-- Start DOCUMENT PASSAGE --

Hacker News new | ask | show | jobs
by jws 4598 days ago
Greens have had problems with aggressive head parking. If you have an idle set of them you can go through their design limit of head parks in a couple of months and start to get failures shortly after. Done that.

Check your S.M.A.R.T data. Look at the head park number. (Load cycles I think it is called, can't look it up now). If it is a six digit number, you are in trouble. For a server you want if to be in the same order as to power ups. Anything else and you have to explain to yourself "why?"

Edit: adding. The 1TB and smaller greens were disasters. I ruined a lot of them. I was told all of the 2TB and up greens didn't have head park issues, but spent part of last week replacing a storage unit populated with 2TB greens when a spindle failed (>200 unrecoverable blocks) and found that some of the 2TB greens were load cycling into the 200000 range, others weren't running up. They were all identical models purchased at the same time. Maybe they had different firmware? I replaced hem with REDs. They aren't supposed to park and they won't try to recover a bad sector for more than a few seconds so the don't hang your RAID when they get bad sectors.

3 comments

As someone who inherited 240 24/7 running WD-Greens: http://idle3-tools.sourceforge.net/ works fine but disabling the timer has negative performance impact. 3000 seconds is fine through. But you need a complete powercycle before the changes take effect. No more parking. Does make a difference in longevity in my not very scientific opinion.

-- End DOCUMENT PASSAGE --
-- Start GIVEN INFORMATION --

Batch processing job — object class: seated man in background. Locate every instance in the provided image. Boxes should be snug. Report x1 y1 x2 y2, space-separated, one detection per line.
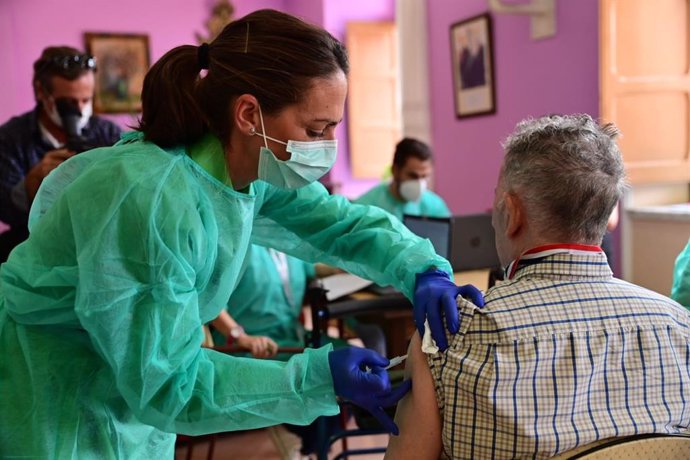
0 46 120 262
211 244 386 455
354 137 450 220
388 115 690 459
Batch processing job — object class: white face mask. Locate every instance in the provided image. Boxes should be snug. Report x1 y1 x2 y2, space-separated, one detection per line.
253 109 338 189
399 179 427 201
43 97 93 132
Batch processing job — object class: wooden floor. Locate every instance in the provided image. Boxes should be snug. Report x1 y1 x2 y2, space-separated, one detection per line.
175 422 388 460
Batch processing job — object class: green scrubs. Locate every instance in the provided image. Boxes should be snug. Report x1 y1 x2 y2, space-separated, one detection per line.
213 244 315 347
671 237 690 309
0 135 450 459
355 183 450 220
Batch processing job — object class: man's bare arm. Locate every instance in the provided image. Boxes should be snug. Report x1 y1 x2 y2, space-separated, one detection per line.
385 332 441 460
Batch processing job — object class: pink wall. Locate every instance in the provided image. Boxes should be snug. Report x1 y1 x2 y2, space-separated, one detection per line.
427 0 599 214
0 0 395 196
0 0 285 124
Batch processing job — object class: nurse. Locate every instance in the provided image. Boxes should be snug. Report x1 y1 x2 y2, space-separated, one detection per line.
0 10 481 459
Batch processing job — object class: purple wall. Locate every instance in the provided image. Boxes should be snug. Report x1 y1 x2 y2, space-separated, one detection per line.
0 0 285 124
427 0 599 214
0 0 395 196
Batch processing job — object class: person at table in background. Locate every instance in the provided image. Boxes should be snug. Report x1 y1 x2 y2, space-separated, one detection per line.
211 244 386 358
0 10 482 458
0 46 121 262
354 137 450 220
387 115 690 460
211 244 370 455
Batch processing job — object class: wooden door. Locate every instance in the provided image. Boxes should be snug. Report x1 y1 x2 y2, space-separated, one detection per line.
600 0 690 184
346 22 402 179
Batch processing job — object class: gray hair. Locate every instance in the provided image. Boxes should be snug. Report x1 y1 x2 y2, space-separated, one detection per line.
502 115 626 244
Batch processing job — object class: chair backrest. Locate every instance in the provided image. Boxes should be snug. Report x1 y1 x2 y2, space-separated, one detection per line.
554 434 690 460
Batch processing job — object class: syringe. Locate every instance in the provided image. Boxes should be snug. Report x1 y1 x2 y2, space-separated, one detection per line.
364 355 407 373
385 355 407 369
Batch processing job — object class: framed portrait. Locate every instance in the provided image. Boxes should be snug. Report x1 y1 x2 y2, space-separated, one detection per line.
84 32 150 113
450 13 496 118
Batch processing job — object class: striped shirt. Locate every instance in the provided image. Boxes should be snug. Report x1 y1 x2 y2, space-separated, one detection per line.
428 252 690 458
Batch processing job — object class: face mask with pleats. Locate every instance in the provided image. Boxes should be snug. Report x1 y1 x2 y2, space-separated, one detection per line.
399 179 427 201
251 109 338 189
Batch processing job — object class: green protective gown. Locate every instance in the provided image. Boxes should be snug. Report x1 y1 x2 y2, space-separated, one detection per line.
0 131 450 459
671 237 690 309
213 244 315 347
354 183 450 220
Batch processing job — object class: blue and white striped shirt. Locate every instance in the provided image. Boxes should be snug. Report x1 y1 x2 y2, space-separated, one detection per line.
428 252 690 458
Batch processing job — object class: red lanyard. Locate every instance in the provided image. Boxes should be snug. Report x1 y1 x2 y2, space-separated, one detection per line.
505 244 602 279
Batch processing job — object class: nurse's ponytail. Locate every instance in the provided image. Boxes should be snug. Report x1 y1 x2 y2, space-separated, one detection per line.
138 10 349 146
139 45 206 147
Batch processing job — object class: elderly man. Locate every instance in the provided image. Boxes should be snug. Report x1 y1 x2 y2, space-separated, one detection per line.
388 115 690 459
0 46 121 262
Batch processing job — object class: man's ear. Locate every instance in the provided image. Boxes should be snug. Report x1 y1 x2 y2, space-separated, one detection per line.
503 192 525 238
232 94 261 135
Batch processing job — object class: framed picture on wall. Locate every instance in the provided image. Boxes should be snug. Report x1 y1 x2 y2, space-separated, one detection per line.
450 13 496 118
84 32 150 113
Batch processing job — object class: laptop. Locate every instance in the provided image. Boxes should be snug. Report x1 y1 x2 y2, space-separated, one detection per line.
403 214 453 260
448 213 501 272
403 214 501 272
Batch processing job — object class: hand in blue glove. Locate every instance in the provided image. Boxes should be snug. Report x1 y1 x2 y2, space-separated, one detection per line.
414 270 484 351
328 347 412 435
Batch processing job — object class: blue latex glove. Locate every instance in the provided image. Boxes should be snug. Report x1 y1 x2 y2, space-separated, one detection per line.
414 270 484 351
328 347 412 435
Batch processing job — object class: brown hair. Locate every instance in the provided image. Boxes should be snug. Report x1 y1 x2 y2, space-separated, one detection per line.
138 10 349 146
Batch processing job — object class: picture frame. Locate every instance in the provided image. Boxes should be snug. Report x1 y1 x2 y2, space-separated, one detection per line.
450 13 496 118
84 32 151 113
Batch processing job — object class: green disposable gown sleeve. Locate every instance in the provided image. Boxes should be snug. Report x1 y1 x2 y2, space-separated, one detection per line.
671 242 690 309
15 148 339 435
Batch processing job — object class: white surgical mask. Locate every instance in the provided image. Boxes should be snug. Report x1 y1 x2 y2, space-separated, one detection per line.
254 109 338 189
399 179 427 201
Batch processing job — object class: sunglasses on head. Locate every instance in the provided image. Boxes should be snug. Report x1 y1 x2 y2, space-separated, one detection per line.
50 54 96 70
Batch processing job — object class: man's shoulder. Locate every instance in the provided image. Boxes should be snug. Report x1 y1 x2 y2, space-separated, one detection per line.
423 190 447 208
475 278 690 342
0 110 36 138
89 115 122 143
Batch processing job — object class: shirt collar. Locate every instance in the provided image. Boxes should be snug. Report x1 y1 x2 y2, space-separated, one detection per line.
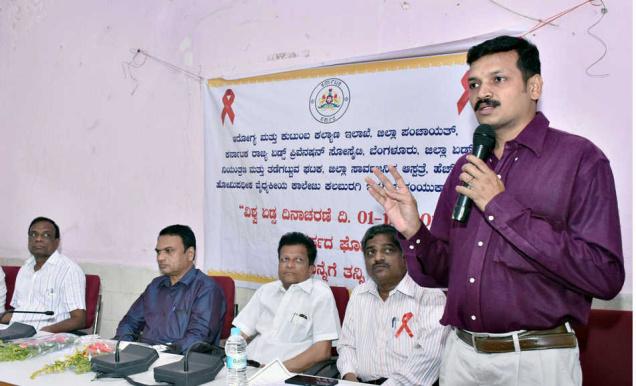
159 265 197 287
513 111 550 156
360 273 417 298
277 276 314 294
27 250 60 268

-- End GIVEN INFORMATION --

PROBLEMS TO SOLVE:
1/ According to the WD Green thread, what is needed before changes to the parking timer take effect?
2/ Retype the part of the WD Green thread starting with "As someone who" and going on through "very scientific opinion.".

ANSWERS TO THE TASKS:
1/ A complete powercycle.

2/
As someone who inherited 240 24/7 running WD-Greens: http://idle3-tools.sourceforge.net/ works fine but disabling the timer has negative performance impact. 3000 seconds is fine through. But you need a complete powercycle before the changes take effect. No more parking. Does make a difference in longevity in my not very scientific opinion.